[begin Material for this exercise]

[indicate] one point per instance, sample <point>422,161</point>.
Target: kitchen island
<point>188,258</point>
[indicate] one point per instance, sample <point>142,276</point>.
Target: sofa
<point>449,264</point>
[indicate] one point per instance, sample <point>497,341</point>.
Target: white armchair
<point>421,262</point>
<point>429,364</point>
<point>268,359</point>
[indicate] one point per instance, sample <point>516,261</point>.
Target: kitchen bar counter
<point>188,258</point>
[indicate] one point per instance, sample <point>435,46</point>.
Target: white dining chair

[end Material for this exercise]
[begin Material for this exercise]

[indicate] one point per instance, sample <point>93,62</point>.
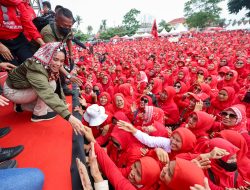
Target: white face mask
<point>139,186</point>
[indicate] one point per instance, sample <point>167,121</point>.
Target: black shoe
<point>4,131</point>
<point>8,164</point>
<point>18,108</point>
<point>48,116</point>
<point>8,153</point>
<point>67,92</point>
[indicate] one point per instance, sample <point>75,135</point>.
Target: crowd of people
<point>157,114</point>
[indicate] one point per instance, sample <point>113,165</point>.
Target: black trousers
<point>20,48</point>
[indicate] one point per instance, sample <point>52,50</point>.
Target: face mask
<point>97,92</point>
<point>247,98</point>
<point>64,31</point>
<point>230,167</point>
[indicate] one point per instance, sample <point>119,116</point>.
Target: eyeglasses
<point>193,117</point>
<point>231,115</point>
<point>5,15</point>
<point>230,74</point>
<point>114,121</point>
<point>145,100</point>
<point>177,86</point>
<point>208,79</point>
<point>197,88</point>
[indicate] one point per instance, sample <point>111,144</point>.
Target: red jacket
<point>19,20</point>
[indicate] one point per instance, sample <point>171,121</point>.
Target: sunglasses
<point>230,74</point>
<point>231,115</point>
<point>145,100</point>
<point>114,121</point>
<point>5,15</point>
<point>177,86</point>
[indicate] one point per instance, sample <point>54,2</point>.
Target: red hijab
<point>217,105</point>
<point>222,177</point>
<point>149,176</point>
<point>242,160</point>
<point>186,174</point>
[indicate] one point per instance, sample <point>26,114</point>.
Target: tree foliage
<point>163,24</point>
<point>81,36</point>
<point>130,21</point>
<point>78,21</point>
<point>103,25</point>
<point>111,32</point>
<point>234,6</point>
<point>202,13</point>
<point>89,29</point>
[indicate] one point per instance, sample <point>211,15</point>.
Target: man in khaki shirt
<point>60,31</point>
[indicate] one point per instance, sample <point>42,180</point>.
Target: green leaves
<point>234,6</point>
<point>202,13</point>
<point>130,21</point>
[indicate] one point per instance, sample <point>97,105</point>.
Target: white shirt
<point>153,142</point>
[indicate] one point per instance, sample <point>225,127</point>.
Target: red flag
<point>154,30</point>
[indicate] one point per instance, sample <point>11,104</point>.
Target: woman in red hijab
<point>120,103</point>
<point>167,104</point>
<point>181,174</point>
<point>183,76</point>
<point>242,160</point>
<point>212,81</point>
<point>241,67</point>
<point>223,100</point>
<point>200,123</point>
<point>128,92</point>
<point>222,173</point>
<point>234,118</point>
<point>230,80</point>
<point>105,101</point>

[end Material for this exercise]

-- To do --
Please report every line in the rows above that contains the string "face", copying each one in full. Case counts.

-- Exercise output --
Target: white face mask
Target: face mask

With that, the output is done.